- _TASK INSTRUCTIONS_: Write the entries below out again without a single difference.

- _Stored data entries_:
──────────
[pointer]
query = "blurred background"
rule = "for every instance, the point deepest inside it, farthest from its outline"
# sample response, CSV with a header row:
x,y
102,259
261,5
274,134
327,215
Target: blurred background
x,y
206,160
──────────
- _FINISHED EXERCISE_:
[pointer]
query = "blurred background"
rule = "for every instance, the point deepest inside it, farthest from its outline"
# sample response, CSV with a header row:
x,y
102,259
261,5
274,134
327,215
Target: blurred background
x,y
206,160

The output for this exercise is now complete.